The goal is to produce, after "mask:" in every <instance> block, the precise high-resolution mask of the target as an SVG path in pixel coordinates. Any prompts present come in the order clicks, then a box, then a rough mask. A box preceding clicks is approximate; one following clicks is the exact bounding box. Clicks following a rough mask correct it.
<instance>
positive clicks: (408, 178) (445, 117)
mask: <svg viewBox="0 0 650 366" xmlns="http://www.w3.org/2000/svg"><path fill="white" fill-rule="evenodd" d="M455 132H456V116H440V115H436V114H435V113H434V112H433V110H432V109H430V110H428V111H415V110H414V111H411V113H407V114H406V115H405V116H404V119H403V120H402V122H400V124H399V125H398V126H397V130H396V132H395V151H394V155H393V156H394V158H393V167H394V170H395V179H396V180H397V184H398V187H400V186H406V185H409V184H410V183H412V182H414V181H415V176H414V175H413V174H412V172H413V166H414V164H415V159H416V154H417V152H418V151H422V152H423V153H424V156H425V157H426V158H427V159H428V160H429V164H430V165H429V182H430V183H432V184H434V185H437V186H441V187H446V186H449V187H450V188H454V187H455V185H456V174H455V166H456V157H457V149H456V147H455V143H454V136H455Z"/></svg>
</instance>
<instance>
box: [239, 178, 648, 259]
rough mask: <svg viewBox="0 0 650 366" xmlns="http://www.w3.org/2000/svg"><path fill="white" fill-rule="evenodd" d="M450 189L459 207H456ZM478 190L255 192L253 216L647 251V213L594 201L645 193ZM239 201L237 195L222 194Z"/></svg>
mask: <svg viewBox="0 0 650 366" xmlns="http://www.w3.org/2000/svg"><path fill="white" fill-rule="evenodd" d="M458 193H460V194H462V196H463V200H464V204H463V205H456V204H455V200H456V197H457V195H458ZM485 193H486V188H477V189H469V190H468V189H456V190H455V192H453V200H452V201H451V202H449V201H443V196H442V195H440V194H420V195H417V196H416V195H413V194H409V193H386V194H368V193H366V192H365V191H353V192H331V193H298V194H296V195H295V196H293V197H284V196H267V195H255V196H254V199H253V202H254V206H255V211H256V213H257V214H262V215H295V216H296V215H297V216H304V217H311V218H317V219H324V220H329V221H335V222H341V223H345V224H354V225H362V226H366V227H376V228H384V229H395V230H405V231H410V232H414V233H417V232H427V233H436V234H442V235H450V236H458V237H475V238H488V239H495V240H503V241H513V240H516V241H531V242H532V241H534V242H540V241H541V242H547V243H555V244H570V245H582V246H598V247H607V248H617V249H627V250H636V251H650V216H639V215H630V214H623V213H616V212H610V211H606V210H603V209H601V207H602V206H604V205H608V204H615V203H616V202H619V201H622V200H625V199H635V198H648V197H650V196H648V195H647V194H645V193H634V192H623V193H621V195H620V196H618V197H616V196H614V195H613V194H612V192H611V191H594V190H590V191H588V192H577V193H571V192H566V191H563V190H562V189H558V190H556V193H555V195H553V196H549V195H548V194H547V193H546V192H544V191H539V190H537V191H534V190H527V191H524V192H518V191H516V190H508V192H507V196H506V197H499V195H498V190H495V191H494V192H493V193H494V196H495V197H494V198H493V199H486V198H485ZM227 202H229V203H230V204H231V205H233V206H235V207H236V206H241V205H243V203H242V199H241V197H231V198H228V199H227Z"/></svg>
○ ○ ○ ○ ○ ○ ○
◆ EXERCISE INSTRUCTIONS: Output the complete data exactly as written.

◆ WRITTEN SOLUTION:
The goal is to produce, after "mask:" in every <instance> block, the precise high-resolution mask of the target as an SVG path in pixel coordinates. Any prompts present come in the order clicks, then a box, then a rough mask. A box preceding clicks is approximate; one following clicks is the exact bounding box. Clicks following a rough mask correct it.
<instance>
positive clicks: (408, 178) (445, 117)
mask: <svg viewBox="0 0 650 366" xmlns="http://www.w3.org/2000/svg"><path fill="white" fill-rule="evenodd" d="M455 132H456V116H440V115H436V114H435V113H434V112H433V110H432V109H430V110H428V111H415V110H414V111H411V113H407V114H406V115H405V116H404V119H403V120H402V122H400V124H399V125H398V126H397V130H396V132H395V151H394V155H393V156H394V158H393V167H394V170H395V179H396V180H397V184H398V187H400V186H406V185H409V184H410V183H412V182H414V181H415V176H414V175H413V174H412V172H413V166H414V164H415V159H416V154H417V152H418V151H422V152H423V153H424V156H425V157H426V158H427V159H428V160H429V164H430V165H429V182H430V183H432V184H434V185H437V186H441V187H446V186H449V187H450V188H454V187H455V185H456V174H455V166H456V157H457V149H456V147H455V143H454V136H455Z"/></svg>
</instance>
<instance>
box: [239, 178, 648, 259]
rough mask: <svg viewBox="0 0 650 366" xmlns="http://www.w3.org/2000/svg"><path fill="white" fill-rule="evenodd" d="M450 189L459 207H456ZM478 190L255 192L253 216L647 251V213L594 201L645 193ZM239 201L237 195L222 194Z"/></svg>
mask: <svg viewBox="0 0 650 366" xmlns="http://www.w3.org/2000/svg"><path fill="white" fill-rule="evenodd" d="M458 193H460V194H462V196H463V200H464V204H463V205H456V204H455V200H456V197H457V195H458ZM485 193H486V188H477V189H469V190H468V189H456V190H455V192H453V200H452V201H451V202H449V201H443V196H442V195H440V194H420V195H417V196H416V195H413V194H409V193H386V194H368V193H366V192H365V191H353V192H331V193H298V194H296V195H295V196H293V197H284V196H267V195H255V196H254V199H253V202H254V206H255V211H256V213H257V214H262V215H295V216H296V215H297V216H304V217H311V218H317V219H324V220H329V221H335V222H341V223H345V224H354V225H362V226H366V227H376V228H384V229H395V230H405V231H410V232H414V233H417V232H427V233H436V234H442V235H450V236H458V237H475V238H488V239H495V240H503V241H513V240H516V241H531V242H532V241H534V242H540V241H541V242H547V243H555V244H570V245H582V246H598V247H607V248H617V249H627V250H636V251H650V216H639V215H630V214H623V213H616V212H610V211H606V210H603V209H601V207H602V206H604V205H608V204H615V203H616V202H619V201H622V200H625V199H635V198H648V197H650V196H648V195H647V194H645V193H634V192H623V193H621V195H620V196H618V197H616V196H614V195H613V194H612V192H611V191H594V190H590V191H588V192H577V193H571V192H566V191H563V190H562V189H558V190H556V193H555V195H553V196H549V195H548V194H547V193H546V192H544V191H539V190H537V191H534V190H527V191H524V192H518V191H516V190H508V192H507V196H506V197H499V195H498V190H495V191H494V192H493V193H494V196H495V197H494V198H493V199H486V198H485ZM227 202H229V203H230V204H231V205H233V206H235V207H236V206H241V205H243V203H242V199H241V197H231V198H228V199H227Z"/></svg>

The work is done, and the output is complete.